### TEXT SEGMENT
▽
In our daily life, pressure plays an important role; from the weather to travelling by for example car or plane. Also during chemical reactions pressure is an essential part. Chemical reactions such as transitions between solids, liquids and gases or phase transitions within the same state can be accelerated by changing pressure. In the laboratory, the pressure can be manipulated on small scale in order to for example reproduce the pressure close to the core in the earth. Small scale scenarios can help researchers to gain information about how the nature behaves. Furthermore, when applying pressure on a single crystal new phase transitions can be forced to happen to decrease the total energy in the system. When the new structure is solved, new knowledge about things such as bonding lengths, energies and interatomic distances Moreover, by researching how compounds react at different pressures, researchers can discover and develop new kind of materials that can solve new or existing challenges.
At Aarhus University we have built a comprehensive suite of techniques for high pressure solid state chemistry, including a state-of-the-art large volume multi-anvil press, which is capable of generating pressures up to 250,000 bar (25 GPa) and temperatures up to 2000 K and a number of different diamond anvil cells (DACs). The extreme conditions provide exceptional possibilities to manipulate matter into new forms. It is common knowledge that diamond is a phase of carbon generated at very high pressure. Fewer probably consider that other new materials can also be made in the same fashion; by using pressure as the driving force. In many cases, these novel materials can be recovered to ambient conditions as stable or meta-stable compounds.
The diamond anvil cell (DAC) is the go to device when it comes to exploring solids under pressure. High pressure synthesis studies coupled with high pressure crystallographic investigations using DACs provide an exceptional possibility to obtain crystallographic information under high pressure.
We have on-going projects looking into perovskites, pyrochlores, novel pentavalent post-perovskites, rare-earth nitrides and bismuth chalchogenide topological insulators. Our section also have modern facilities for measurement of physical properties, elemental analysis and the handling of oxygen and water sensitive samples produced at high pressure.
△
### DATA RECORDS
▽
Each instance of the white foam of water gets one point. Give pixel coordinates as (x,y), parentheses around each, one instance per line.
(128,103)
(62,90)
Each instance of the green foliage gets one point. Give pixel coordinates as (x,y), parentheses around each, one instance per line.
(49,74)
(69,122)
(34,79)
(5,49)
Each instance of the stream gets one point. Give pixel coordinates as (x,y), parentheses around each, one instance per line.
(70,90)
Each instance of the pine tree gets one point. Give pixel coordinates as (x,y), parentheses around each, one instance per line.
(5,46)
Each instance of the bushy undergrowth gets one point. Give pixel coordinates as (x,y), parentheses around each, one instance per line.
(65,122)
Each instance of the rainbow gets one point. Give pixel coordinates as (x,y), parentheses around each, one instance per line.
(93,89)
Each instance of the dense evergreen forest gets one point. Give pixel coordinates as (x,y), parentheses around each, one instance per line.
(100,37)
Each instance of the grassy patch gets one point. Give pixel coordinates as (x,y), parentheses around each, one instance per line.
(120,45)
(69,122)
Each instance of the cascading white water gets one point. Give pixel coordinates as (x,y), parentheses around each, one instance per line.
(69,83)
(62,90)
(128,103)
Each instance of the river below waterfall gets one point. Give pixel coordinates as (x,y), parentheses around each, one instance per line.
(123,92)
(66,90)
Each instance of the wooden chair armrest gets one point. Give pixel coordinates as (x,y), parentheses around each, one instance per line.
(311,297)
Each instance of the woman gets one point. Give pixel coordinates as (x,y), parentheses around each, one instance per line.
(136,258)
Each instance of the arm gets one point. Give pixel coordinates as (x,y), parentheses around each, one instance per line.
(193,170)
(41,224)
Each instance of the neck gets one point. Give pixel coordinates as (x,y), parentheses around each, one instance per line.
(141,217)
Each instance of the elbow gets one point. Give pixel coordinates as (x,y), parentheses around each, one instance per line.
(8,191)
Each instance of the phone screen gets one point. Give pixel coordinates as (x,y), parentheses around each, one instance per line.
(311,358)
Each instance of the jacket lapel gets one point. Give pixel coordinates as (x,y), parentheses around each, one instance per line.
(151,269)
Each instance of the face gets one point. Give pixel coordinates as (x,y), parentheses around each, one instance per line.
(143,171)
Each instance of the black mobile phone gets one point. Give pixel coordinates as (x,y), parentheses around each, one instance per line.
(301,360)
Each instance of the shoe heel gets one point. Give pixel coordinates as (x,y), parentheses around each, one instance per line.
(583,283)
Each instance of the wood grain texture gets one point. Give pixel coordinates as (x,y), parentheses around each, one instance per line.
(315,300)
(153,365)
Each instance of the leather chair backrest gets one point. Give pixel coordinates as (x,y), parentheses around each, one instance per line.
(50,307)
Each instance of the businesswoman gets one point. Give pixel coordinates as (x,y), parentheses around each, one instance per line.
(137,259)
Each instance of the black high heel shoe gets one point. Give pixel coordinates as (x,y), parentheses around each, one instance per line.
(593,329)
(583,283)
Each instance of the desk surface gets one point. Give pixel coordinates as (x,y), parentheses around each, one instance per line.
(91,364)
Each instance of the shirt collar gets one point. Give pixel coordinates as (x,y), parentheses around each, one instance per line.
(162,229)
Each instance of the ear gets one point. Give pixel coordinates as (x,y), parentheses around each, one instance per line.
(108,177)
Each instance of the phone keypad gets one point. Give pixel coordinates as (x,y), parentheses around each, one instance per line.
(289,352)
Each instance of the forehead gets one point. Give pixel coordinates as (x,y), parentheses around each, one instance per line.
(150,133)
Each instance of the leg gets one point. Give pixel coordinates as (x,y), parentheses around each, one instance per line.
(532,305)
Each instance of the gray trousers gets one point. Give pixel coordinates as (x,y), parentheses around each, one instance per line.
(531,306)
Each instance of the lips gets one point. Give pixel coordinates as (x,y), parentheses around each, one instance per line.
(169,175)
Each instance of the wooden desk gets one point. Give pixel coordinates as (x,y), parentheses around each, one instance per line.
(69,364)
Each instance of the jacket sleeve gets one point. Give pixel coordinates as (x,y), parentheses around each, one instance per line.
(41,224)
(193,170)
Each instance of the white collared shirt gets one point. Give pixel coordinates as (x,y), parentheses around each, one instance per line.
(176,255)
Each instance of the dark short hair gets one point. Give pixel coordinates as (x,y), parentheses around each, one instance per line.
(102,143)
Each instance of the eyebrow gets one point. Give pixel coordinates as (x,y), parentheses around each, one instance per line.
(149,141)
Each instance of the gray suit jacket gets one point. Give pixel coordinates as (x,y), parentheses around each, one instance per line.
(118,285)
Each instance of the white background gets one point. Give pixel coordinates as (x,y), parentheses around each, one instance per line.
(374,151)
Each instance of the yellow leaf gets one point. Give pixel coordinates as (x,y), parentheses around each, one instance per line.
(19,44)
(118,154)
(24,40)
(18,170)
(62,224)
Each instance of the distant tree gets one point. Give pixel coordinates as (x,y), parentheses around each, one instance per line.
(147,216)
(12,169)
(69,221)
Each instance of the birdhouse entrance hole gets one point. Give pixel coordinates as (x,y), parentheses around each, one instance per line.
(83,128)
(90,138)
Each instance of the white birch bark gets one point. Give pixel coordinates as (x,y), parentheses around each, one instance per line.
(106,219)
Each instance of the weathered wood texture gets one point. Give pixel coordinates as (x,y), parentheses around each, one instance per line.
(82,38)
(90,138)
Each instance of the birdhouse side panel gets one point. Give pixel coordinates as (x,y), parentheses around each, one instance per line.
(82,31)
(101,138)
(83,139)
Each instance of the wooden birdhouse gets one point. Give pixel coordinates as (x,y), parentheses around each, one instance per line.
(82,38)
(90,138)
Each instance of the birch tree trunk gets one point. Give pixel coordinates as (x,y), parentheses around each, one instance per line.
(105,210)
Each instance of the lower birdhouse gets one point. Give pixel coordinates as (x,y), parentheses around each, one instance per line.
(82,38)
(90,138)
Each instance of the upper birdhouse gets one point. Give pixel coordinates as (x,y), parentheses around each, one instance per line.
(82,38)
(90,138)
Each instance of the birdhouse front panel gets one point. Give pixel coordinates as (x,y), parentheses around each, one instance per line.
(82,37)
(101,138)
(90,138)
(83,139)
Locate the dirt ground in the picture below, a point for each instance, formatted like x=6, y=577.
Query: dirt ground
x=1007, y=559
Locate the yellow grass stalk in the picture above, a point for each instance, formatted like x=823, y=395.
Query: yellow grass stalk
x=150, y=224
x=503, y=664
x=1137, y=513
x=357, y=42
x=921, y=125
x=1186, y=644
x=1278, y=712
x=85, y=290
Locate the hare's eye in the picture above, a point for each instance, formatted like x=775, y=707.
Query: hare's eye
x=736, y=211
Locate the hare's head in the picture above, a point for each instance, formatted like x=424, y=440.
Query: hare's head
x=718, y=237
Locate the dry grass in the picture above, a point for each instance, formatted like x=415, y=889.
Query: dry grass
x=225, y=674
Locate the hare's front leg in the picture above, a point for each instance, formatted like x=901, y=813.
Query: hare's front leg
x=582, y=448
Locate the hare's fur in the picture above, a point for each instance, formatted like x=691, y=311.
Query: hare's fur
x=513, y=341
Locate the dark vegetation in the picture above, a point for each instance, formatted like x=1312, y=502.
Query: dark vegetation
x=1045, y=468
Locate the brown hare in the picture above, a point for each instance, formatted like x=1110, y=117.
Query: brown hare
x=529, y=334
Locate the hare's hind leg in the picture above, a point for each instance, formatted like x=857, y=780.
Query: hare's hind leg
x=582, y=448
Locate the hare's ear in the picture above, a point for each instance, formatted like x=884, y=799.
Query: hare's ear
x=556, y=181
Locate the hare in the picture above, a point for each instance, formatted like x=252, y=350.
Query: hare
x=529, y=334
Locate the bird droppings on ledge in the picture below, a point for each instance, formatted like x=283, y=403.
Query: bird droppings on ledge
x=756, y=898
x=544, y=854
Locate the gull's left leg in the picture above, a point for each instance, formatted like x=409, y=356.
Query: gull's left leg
△
### PROBLEM TO WORK ON
Answer these from the text on high-pressure chemistry:
(a) What is the highest pressure the multi-anvil press can generate?
(b) Which device is called the go-to device for exploring solids under pressure?
(c) What kind of samples produced at high pressure can the section's facilities handle?

### ANSWER FOR THIS EXERCISE
(a) 250,000 bar (25 GPa)
(b) The diamond anvil cell (DAC)
(c) Oxygen and water sensitive samples